#### GEGEVEN TEKST:
§

In Nachtreis vinden we Op de Beecks belangrijkste thema’s terug: tijd en vergankelijkheid, stilte en introspectie, het alledaagse en het absurde, eenzaamheid en verlies, verlangen naar zingeving, fictie en verbeelding. De tijdelijkheid van het bestaan is een centraal motief in zijn werk. De grijze sculpturen ogen als fossielen die langzaam uitgewist worden door de tijd. Onwillekeurig moet je denken aan Pompeï na de uitbarsting van de Vesuvius, toen alles en iedereen met een dikke, grijze aslaag werd bedekt.
Donkere laag
De sculpturen in Nachtreis mogen er dan vaak lieflijk en onschuldig uitzien, toch gaat er onder die serene oppervlakte een diepere, donkerder laag schuil die de bezoeker uitnodigt tot introspectie en reflectie. Zelf beschrijft Op de Beeck Nachtreis als een reis die zowel de stilte en het meditatieve als de donkerte en sluimerende ontsporing van de nacht in zich draagt. De tentoonstelling nodigt uit om verder te kijken dan de oppervlakte en het onderbewuste te verkennen, waarbij gevoelens van verlangen, verlies en de broosheid van het bestaan centraal staan. Neem het schijnbaar idyllische werk Tatiana (Soap Bubble) uit 2017. Een jong meisje blaast met gesloten ogen een zeepbel – een moment van kinderlijke onschuld dat tegelijk de vergankelijkheid van het leven symboliseert, want eens de zeepbel knapt, is ze er niet meer.



Hans Op de Beeck, Timo (Marbles), 2019, mixed media | Mum and Dad (detail), 2019 | The Horseman (detail), 2020
Foto ©Patrick Auwelaert
Dialoog
De sculpturen in Nachtreis kunnen ook bekeken worden in dialoog met de vaste collectie van het KMSKA. Ze raken aan fundamentele thema’s uit de kunstgeschiedenis, zoals stillevens, vergankelijkheid en schoonheid. Op de Beecks sculpturen mogen dan op het eerste gezicht klassiek ogen, in werkelijkheid zijn ze dat niet. De kunstenaar speelt op zijn eigen manier met materiaal, vorm en schaal. Een voorbeeld daarvan is de sculptuur Happy Birthday (2020). Die stelt een reusachtig stuk verjaardagstaart voor op een dessertbordje. De afmetingen ervan zijn 225 bij 210 bij 105 cm. Volgens de kunstenaar is de verjaardagstaart een ultiem memento mori. Hij stelt dat wij, mensen, de toch wel merkwaardige gewoonte hebben jaarlijks onze eigen sterfelijkheid te vieren.

§

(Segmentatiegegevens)
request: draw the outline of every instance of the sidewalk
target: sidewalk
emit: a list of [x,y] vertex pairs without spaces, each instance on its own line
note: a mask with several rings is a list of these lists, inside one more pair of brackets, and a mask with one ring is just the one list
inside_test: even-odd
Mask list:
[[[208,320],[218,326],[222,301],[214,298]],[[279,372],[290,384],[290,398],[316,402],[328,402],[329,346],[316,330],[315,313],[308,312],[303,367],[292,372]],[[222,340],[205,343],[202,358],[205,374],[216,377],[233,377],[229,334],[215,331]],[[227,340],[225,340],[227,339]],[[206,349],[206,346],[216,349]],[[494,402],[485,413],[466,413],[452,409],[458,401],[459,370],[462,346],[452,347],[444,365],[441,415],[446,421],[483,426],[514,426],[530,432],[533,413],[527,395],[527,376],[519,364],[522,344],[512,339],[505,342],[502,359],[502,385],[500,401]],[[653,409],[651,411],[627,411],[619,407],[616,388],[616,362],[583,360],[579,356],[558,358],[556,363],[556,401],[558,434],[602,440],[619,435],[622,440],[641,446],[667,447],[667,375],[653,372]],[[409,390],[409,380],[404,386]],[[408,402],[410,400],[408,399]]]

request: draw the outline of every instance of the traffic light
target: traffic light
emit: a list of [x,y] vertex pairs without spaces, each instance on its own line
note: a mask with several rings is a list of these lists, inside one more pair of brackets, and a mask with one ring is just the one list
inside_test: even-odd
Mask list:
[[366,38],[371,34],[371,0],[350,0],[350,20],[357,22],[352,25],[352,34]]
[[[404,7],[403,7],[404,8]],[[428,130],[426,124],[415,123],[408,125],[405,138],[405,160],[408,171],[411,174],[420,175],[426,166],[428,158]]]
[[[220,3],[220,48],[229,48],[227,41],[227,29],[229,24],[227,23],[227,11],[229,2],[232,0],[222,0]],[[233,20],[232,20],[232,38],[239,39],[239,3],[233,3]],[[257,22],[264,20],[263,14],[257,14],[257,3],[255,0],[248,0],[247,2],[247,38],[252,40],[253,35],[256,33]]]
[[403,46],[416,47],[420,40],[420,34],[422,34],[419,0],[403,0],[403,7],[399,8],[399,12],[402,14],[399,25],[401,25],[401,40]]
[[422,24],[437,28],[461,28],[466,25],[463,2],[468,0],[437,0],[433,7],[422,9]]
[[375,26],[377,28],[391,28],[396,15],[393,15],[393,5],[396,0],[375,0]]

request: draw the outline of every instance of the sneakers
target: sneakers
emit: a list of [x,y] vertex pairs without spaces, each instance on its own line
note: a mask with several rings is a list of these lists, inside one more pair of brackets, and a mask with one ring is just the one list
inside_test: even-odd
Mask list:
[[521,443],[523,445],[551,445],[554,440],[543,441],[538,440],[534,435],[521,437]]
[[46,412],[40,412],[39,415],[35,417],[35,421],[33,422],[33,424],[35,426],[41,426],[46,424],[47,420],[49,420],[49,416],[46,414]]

§

#### OPDRACHT 1:
Geef bij elke bewering aan of ze klopt met de tekst over Nachtreis. Antwoord met ja of nee en citeer letterlijk de woorden uit de tekst die de doorslag geven.
(a) De sculptuur Happy Birthday meet 225 bij 210 bij 105 cm.
(b) Het werk Tatiana (Soap Bubble) dateert uit 2019.
(c) De grijze sculpturen lijken op fossielen die langzaam door de tijd worden uitgewist.
#### OPDRACHT 2:
Filter de rijen en neem elke regel over waarin de tekenreeks "request" voorkomt. Let daarbij op hoofdletters en kleine letters.

#### JUISTE UITKOMST 1:
(a) Ja: "De afmetingen ervan zijn 225 bij 210 bij 105 cm."
(b) Nee: "Neem het schijnbaar idyllische werk Tatiana (Soap Bubble) uit 2017."
(c) Ja: "De grijze sculpturen ogen als fossielen die langzaam uitgewist worden door de tijd."

#### JUISTE UITKOMST 2:
request: draw the outline of every instance of the sidewalk
request: draw the outline of every instance of the traffic light
request: draw the outline of every instance of the sneakers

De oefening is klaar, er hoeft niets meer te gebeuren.